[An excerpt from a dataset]
- - - - - - -

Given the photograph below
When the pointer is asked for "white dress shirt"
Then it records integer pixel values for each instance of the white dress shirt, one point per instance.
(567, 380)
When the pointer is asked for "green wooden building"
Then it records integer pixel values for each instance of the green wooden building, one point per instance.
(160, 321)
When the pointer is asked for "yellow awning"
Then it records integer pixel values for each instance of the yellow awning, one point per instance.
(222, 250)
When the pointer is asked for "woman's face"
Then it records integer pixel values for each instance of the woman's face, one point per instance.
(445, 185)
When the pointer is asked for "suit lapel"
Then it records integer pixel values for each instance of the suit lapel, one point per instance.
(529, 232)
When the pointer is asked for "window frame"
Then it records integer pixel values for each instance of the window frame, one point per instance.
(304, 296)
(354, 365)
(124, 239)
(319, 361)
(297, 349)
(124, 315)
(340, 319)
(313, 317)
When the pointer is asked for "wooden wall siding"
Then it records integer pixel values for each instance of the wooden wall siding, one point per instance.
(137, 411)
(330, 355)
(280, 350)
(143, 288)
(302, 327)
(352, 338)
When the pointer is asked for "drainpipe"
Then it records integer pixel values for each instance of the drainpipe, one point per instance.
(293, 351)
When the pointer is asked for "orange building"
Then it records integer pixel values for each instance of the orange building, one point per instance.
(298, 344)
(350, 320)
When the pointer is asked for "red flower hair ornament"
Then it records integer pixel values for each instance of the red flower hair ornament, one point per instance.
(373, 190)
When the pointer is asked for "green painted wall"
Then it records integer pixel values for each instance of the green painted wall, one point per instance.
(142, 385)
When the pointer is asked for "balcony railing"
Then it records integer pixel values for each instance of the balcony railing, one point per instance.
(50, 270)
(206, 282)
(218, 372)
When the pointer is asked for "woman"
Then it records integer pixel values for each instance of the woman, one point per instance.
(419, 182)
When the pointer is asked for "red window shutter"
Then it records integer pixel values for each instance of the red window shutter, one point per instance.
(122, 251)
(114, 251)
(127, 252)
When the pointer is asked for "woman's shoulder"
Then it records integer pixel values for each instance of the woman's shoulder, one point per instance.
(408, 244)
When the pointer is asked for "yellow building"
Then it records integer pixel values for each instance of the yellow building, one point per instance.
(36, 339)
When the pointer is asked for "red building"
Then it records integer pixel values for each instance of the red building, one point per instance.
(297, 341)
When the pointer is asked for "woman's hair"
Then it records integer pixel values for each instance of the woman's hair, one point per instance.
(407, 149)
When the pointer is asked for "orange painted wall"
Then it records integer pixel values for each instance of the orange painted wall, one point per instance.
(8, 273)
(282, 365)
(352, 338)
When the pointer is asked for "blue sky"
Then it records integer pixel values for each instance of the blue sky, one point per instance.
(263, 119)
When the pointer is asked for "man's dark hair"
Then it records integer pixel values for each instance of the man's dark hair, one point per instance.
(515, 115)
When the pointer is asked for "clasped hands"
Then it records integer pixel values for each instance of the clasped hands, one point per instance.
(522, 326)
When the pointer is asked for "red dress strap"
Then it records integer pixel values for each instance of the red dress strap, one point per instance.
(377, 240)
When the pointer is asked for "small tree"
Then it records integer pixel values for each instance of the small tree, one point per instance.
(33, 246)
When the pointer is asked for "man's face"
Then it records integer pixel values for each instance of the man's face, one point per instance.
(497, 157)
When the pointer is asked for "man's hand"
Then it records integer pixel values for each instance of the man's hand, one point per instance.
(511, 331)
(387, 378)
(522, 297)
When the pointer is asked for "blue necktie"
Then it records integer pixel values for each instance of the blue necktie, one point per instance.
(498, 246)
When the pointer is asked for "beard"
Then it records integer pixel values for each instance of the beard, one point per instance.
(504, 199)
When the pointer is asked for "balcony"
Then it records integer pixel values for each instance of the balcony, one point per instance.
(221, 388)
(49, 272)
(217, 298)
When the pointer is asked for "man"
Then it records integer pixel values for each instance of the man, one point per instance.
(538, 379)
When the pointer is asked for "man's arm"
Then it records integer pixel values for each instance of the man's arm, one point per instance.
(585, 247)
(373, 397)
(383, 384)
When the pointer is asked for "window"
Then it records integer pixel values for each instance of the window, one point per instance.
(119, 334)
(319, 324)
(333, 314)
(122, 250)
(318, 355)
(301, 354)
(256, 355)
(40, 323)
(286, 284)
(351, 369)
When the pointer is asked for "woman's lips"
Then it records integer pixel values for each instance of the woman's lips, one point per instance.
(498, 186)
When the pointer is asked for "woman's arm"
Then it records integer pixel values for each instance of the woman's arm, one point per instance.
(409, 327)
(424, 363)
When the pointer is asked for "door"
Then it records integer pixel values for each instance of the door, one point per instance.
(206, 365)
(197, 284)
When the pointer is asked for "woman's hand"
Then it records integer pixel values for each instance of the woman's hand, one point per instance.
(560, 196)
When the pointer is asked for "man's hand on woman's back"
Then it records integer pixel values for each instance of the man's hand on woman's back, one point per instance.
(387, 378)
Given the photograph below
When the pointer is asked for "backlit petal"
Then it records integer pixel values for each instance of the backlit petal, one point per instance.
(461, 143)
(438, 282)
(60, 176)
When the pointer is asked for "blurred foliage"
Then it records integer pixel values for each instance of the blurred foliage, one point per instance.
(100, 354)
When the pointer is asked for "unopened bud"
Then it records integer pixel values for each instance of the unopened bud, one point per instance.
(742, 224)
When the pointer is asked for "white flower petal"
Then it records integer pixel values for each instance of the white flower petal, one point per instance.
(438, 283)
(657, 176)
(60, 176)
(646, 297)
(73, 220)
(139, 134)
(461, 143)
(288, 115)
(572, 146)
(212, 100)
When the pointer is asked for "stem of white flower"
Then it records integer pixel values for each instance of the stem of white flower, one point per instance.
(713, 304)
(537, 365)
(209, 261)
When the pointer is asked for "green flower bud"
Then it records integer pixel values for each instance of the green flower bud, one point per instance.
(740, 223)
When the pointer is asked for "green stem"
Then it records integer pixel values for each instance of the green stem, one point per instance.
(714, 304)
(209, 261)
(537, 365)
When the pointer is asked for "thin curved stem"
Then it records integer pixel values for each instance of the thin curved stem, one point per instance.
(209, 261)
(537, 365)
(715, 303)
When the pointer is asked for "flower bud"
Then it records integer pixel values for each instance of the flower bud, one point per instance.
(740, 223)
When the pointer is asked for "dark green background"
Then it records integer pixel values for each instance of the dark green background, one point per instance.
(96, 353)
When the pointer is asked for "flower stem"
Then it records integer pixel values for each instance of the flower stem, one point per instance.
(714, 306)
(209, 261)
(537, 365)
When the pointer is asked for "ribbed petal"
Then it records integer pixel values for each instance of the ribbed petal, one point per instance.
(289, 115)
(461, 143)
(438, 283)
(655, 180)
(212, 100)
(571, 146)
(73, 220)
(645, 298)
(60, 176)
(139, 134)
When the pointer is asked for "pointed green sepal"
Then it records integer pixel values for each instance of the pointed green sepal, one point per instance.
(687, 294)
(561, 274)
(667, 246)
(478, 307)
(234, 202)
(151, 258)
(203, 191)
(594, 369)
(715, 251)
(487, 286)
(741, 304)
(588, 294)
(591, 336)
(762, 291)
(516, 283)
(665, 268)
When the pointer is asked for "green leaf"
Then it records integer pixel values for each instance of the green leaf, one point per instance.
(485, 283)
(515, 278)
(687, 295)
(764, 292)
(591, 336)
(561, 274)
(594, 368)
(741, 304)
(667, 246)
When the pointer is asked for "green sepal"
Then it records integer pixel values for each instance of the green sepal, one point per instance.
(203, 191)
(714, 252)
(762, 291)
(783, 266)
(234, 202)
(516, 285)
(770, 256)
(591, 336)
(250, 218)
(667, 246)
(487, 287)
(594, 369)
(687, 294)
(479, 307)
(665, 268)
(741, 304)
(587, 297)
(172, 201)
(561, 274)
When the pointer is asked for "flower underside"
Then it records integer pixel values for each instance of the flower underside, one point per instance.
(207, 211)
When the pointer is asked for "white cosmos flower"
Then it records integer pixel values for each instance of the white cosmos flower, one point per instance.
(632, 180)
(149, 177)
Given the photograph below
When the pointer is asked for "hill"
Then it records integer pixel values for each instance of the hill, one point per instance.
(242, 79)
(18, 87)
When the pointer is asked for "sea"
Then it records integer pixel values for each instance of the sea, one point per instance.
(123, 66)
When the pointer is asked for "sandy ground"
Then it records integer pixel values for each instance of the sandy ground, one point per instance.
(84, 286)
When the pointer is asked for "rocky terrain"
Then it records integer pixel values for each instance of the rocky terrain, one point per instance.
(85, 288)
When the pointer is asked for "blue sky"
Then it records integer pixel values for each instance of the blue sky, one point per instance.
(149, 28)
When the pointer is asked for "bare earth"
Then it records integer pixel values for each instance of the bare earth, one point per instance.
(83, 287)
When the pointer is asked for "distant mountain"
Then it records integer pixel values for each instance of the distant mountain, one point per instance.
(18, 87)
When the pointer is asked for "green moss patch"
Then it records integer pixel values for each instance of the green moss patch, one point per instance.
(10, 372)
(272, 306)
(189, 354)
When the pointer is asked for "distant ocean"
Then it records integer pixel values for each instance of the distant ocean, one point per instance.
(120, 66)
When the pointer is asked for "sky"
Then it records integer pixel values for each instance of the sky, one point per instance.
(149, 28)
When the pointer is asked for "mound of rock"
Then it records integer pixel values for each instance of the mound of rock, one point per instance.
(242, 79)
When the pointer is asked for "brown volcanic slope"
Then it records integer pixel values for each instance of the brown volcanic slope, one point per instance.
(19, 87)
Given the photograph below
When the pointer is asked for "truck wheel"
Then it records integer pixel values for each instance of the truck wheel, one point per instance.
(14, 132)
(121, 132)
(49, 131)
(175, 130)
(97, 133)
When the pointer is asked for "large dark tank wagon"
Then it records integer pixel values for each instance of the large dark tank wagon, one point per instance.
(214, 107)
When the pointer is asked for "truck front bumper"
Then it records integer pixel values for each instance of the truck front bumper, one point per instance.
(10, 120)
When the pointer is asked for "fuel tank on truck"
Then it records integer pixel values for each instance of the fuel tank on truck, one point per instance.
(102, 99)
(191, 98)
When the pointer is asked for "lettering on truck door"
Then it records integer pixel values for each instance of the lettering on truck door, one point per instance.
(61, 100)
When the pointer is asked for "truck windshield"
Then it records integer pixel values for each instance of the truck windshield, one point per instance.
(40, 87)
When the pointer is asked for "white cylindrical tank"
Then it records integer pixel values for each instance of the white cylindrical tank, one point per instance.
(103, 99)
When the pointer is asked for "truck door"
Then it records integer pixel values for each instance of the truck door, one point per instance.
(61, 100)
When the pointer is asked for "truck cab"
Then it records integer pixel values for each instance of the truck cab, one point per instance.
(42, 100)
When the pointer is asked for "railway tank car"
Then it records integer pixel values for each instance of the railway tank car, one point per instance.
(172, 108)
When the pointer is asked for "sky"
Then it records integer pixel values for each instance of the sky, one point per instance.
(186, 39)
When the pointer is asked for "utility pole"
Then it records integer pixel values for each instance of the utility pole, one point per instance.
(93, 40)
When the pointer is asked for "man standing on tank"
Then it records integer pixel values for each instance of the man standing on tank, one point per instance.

- - - - - - -

◆ **What to do**: Report each line of the records above that contains the word "lettering", matching uppercase and lowercase exactly.

◆ **Answer**:
When the pointer is asked for "lettering on truck door"
Then it records integer pixel values for each instance of the lettering on truck door, one point per instance.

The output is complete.